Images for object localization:
((

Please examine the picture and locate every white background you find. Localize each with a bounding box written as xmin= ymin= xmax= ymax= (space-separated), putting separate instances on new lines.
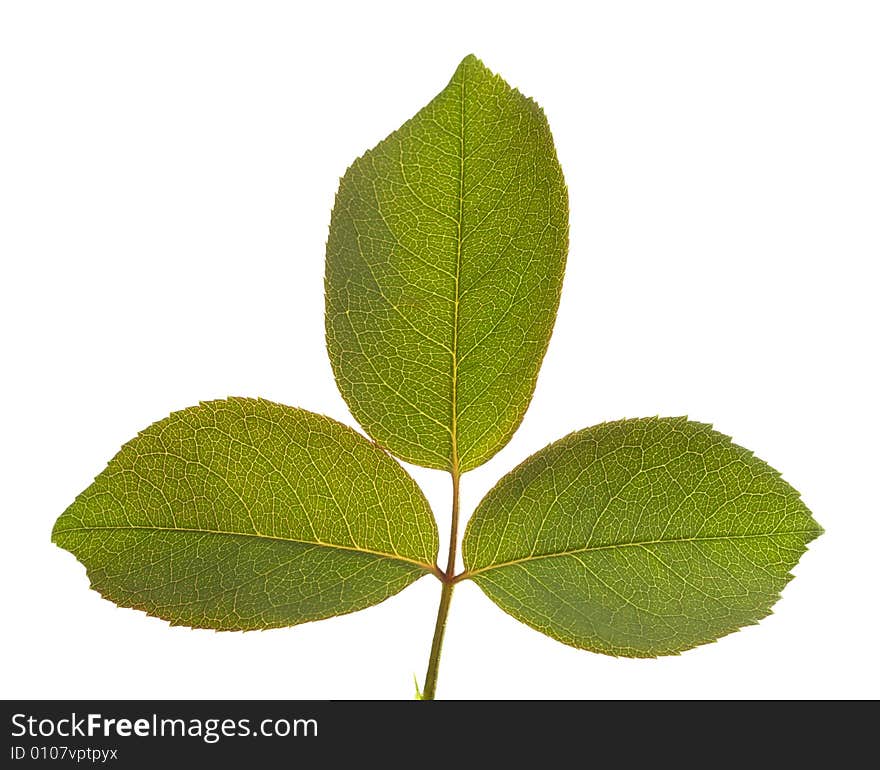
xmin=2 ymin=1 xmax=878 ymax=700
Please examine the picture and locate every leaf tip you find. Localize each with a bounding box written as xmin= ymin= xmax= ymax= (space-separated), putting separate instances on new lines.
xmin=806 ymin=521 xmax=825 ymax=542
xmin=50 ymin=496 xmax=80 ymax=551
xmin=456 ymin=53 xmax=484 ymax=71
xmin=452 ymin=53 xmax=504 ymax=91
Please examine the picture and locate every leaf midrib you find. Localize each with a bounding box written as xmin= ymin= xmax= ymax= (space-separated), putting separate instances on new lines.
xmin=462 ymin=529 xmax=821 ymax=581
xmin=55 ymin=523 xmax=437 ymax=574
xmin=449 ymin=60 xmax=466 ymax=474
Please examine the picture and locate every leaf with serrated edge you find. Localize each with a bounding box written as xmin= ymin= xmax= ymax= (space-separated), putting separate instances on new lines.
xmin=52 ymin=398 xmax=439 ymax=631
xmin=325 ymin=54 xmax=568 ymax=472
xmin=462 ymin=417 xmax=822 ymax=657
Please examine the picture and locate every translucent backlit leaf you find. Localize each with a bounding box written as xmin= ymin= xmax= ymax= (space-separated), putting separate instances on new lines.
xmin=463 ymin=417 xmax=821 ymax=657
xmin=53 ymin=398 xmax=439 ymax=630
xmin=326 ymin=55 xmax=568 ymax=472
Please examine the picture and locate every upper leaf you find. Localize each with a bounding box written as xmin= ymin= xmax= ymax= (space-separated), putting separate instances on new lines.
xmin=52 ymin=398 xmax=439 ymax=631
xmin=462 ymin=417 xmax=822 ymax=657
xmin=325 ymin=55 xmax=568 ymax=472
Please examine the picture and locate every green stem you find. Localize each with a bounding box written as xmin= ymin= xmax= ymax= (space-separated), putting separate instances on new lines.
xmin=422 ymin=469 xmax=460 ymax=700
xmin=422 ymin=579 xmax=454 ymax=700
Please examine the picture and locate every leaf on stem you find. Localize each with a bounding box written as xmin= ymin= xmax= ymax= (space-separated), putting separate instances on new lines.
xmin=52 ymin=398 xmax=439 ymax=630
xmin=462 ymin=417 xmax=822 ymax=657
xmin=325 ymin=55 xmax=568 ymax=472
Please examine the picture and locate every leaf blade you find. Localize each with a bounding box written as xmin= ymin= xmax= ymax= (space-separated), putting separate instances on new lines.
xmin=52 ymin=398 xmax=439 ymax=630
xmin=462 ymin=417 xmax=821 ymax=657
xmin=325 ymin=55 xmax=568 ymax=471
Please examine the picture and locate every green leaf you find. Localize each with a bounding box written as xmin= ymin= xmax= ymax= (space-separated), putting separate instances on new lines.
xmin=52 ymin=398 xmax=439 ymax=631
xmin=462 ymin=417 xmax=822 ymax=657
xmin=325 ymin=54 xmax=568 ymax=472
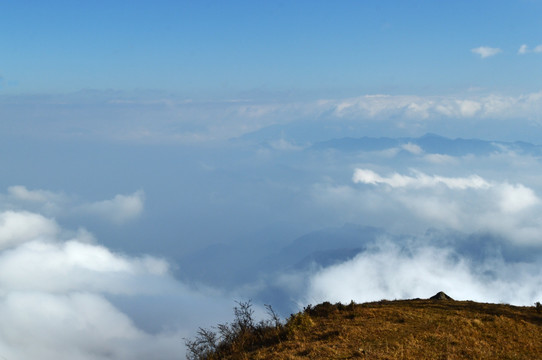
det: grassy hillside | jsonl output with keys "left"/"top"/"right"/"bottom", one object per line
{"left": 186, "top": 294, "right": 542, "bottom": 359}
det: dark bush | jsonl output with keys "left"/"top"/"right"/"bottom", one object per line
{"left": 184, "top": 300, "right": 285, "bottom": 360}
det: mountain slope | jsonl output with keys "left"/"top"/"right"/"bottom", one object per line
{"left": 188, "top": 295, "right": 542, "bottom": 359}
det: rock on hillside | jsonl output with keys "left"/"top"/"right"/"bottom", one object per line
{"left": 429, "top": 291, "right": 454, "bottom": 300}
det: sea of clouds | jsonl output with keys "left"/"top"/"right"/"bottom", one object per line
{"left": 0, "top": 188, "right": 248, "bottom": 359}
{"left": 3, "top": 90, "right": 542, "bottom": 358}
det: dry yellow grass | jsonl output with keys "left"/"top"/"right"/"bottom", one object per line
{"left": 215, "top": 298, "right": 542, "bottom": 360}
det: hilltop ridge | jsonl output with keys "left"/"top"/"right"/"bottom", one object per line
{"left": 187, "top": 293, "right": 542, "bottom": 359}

))

EXERCISE DIRECTIONS: Each line from the one holding "det: dry yellow" to the end of the data above goes into the answer exactly as written, and no other line does.

TASK RESULT:
det: dry yellow grass | jsonl output with keys "left"/"top"/"right"/"bottom", one object per line
{"left": 215, "top": 298, "right": 542, "bottom": 360}
det: hilltop ridge | jsonl output with keys "left"/"top"/"right"/"bottom", one object per line
{"left": 187, "top": 293, "right": 542, "bottom": 359}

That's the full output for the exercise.